** begin GIVEN TEXT **

I can’t remember if I posted about this before, but I finished the new NALS (North American Levinas Society) website a few weeks back. This morning I coded the conference schedule for 2007–an amazingly boring job that claimed 2 hours of my life. And I still have to do standards validation–right now the page has a record 122 errors (I am almost positive that most of them have to do with special characters–a French e with accente-grave being the leading culprit).
As my del.icio.us scroll indicates, I have been reading up on microformats–coding for machines to understand, co-ordinate, and process code/data rather than just render/deliver it. Neat concept. I think this will have to be integrated into 419 next semester (my multimedia writing class), I am going to vamp up the resume project to include more consideration of rhetoric, audience analysis, and framing. If “keywords” were the key concept for the last ten years w/ resumes, I think you’ll see micorformats become the next job-search craze. I worked my first microformat into the levinas conference page–using the address property for the conference location. One small step for Marc, one giant leap… oh, whatever.
Few thoughts on the Levinas site (since I still have to” write it up” for my portfolio). The goal for the site was to create an open, inviting space that simultaneously and paradoxically created a solemn and pensive tone. That is, I attempted to invoke Levinas in the site design: his theoretical approach to difference, violence, and o(O)therness. The original site design eschewed idology, and, of course, I wanted to stick with that approach. The society also wanted to maintain the solemn entrance page, although I reformatted it and combined the image of the dove with the image of the deathcamp. I used a few filters on the dove–transforming it into a transparency and washing it with the red used on the site.

** end GIVEN TEXT **

# TASK REQUIREMENTS
a – Answer these questions using the post about the Levinas society website:
(i) How long did coding the 2007 conference schedule take?
(ii) Which class is 419?
(iii) Which two images were combined on the entrance page?
b – List every item the post about the Levinas society website says the resume project will give more consideration to.
c – Extend the post about the Levinas society website with a few more sentences, beginning after its final sentence.

** begin DATA SUPPLIED **

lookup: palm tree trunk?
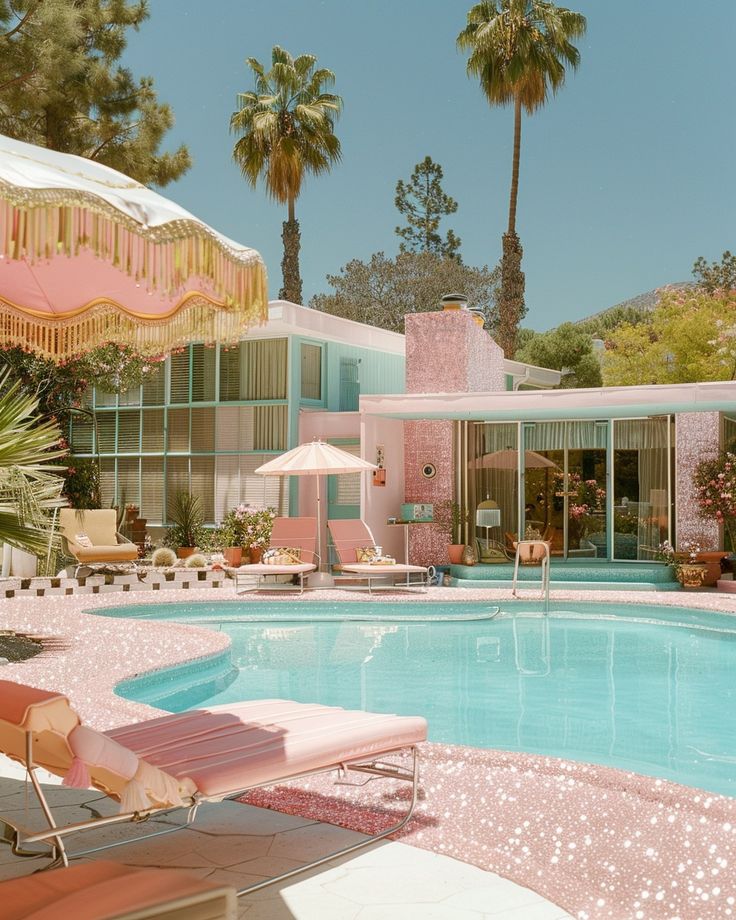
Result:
[496,95,526,358]
[279,197,302,304]
[507,93,521,233]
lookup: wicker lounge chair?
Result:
[59,508,138,575]
[327,518,429,591]
[0,681,427,895]
[235,517,317,594]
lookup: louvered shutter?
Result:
[169,348,189,403]
[192,407,215,453]
[166,457,191,520]
[141,361,166,406]
[190,457,215,523]
[220,345,241,402]
[141,457,164,524]
[117,409,141,454]
[191,345,217,402]
[141,409,164,453]
[166,409,189,453]
[117,457,141,506]
[97,412,115,454]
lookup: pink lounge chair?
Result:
[327,518,428,591]
[0,861,237,920]
[0,680,427,895]
[235,517,317,594]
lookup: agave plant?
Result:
[0,371,66,555]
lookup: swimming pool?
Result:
[104,601,736,795]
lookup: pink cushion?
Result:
[106,700,427,798]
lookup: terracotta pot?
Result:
[677,562,707,588]
[698,550,728,586]
[222,546,243,568]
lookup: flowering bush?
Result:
[695,451,736,550]
[221,505,276,548]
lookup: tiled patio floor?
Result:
[0,588,736,920]
[0,772,570,920]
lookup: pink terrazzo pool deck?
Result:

** end DATA SUPPLIED **

# RESULTS OF THE TASKS
a –
(i) 2 hours
(ii) The writer's multimedia writing class
(iii) The image of the dove and the image of the deathcamp

b – rhetoric, audience analysis, framing

c –
I also wanted to create a flexible design–since I think this is the key contribution Levinas can make to coding. Rather than imposing a design / hierarchy upon the user, we (standards motivated designers) can create websites that invite the user. Being a new “mac” user, I am particularly cognizant of screen browsing habits (see this great poll of saavy users over at Berea St.); as a PC user, I almost exclusively maximize windows; as a mac user (Safari), I almost never maximize windows. With the Levinas site, as with my own site, I make a conscious effort to design a layout that works for a number of different heights and widths: anything from 600px to 1200px. No easy task. Height is important, too. Looking at my student websites for 419 (and a post on how awesome these are is coming soon), my one blanket criticism is that they “waste” a lot of header space. I am consistently trying to code sites that have economical headers, thus saving screen space (and no doubt this is connected to the materiality of my browsing: my macBook screen is tinie winnie compared to my old desktop. Don’t waste space on me! Don’t make me scroll!)
Gotta get better at keeping posts on topic…this post:
- Complains about coding Levinas schedule
- Begins to discuss Levinas design inspiration
- Interjects a thought on microformats
- Discusses browsing habits
What is this, like a hypertext or something…sorry, couldn’t help myself.
Anyway, some final thoughts about the Levinas site: I wish CSS 2.x had a “border-image” property. If you look at the page in Firefox, Safari, or Opera (screw IE), you’ll notice that the header and footer lines have a very light texture technique, employing a lighter shade of red in a dirty splatter pattern (the same pattern runs over Levinas’ name–I wanted to interject a bit of chaos to keep the page from BEING too Modern clean. I would have liked to put the same texture into the sidebar, but the side bar is created through a “border” technique to ensure that it stretches as long as the main content. I’ve seen a few other work arounds for this, but there is no way to ensure that I know of to ensure that a background-image will “fill” such a space. Perhaps I need to look harder.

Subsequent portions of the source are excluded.